## REQUIREMENT A
In the Db2 availability-check passage, who came up with the PRUNED access plan, and in which Db2 version?

## DOCUMENT PASSAGE

• • • • • • •

Every now and again, the DBAs of the world meet with the developers of the world and try and bang some heads together…I already wrote a newsletter all about existence checks which has changed and evolved over the years and now I wish to investigate another age-old problem “Is Db2 there?”
Why?
First up, is “Why?” – Why would you want to know that? Well think about our wonderful agile world these days. The JAVA developers do not even know what Db2 *is* and so when they write/script/generate/get generated for them SQL (Delete whatever is not appropriate), they have no idea *where* the code will run. To be fair, they should not really need to…the idea these days is that your back end can be anywhere and on any hardware platform.
So, wouldn’t it be cool to be able to tell the application that the required database is “not currently available” – This is when the “Is Db2 there?” SQL question, and all of its problems, was born.
Problems
How to do this ?
How often to do this ?
Do you need to do this ?
Haven’t you got better things to do than this?
1 – How to do this
The
first problem was solved when a developer wrote this SQL:
SELECT * FROM SYSIBM.SYSDUMMY1
PREPAREd, OPENed, FETCHed it and CLOSEd it. Now remember, with dynamic SQL, everything must be in cursors so you really did have to define a cursor, open the cursor, fetch the cursor and, if you are being a good coder, close the cursor. If all of this was successful, then you “knew” that Db2 on z/OS was up and running and available for all your further SQL requests.
This was ok when there was not so much dynamic SQL going on (Before DB2 V8), but naturally it started getting a bit out of hand very quickly.
The
SQL then changed a little bit to be:
SELECT COUNT(*) FROM SYSIBM.SYSDUMMY1
The
logic here was it could only return one row/value back and so made the network
traffic less. Naturally Db2 went off and counted the single row in that table
using a tablespace scan *every* time…
This slowly became a small, but very noticeable, overhead with 1,000,000’s of getpages against the smallest Db2 Catalog table ever invented…
Now
Terry Purcell and the optimizer crew came up with the PRUNED access plan in Db2
9:
PRUNED
Db2 does not generate an access path for the query because the query is guaranteed to qualify zero rows, such as the case of an always-false WHERE clause.

• • • • • • •

## RECORD EXTRACTS
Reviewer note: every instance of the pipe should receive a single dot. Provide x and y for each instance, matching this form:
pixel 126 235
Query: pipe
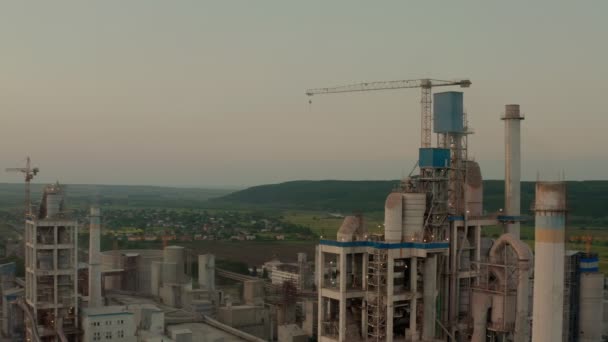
pixel 481 303
pixel 550 219
pixel 524 262
pixel 512 120
pixel 94 259
pixel 428 295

• • • • • • •

## REQUIREMENT B
Output every line of the records above verbatim, leaving the picture out of your answer.

## FINAL ANSWER A
Terry Purcell and the optimizer crew, in Db2 9.

## FINAL ANSWER B
Reviewer note: every instance of the pipe should receive a single dot. Provide x and y for each instance, matching this form:
pixel 126 235
Query: pipe
pixel 481 303
pixel 550 219
pixel 524 262
pixel 512 120
pixel 94 259
pixel 428 295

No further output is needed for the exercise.